What you need to do.
Copy out the material from the line with "[locate] park ground" through its last line, including the requests, but offset every coordinate in the answer points by -35.

Lines of data:
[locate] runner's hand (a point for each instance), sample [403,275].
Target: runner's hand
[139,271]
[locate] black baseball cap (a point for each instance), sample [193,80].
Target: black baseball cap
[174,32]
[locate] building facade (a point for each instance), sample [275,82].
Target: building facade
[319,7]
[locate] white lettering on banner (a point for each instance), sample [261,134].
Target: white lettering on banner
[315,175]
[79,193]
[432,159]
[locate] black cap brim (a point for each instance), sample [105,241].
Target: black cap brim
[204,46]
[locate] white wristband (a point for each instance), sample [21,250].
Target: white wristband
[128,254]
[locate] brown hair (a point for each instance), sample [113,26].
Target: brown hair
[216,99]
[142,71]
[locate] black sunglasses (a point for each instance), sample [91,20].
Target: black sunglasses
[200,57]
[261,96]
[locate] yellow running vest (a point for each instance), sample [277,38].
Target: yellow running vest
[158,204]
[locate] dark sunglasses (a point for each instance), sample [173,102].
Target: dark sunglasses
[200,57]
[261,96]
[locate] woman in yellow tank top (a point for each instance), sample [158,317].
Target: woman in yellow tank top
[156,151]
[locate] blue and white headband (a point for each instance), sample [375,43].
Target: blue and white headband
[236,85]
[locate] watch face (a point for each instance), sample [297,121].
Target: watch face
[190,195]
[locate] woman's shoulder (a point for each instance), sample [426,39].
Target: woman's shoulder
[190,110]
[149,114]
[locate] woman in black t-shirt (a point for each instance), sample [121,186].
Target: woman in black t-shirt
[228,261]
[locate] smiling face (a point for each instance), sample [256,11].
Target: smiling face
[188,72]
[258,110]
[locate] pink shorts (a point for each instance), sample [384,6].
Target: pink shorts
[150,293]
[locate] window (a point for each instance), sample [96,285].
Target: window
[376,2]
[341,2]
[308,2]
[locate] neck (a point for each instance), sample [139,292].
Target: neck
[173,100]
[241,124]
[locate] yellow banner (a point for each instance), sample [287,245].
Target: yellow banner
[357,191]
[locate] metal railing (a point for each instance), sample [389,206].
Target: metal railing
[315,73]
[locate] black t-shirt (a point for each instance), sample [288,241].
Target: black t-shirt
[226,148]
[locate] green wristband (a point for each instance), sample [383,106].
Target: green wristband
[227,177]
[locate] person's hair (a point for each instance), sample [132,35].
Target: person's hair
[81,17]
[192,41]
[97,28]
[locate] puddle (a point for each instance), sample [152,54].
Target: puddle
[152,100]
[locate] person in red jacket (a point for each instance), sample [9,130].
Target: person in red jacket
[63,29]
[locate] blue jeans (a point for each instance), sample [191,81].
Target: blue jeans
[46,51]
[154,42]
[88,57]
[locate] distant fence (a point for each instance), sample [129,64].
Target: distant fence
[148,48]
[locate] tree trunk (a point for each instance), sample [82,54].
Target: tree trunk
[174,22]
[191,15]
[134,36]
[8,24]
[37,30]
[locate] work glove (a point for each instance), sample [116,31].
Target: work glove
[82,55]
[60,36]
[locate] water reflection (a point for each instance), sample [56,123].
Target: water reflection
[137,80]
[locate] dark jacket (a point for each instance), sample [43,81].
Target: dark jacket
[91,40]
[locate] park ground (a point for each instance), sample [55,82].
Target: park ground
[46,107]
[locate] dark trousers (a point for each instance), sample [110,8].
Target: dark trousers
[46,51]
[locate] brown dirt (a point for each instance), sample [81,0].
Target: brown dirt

Final result.
[locate] park ground (a point for each instance), sample [55,82].
Target: park ground
[11,72]
[locate] dark trousers (a point for each instance), sample [110,8].
Target: dark trousers
[11,16]
[locate] brown dirt (a point for each instance), sample [81,0].
Target: brown dirt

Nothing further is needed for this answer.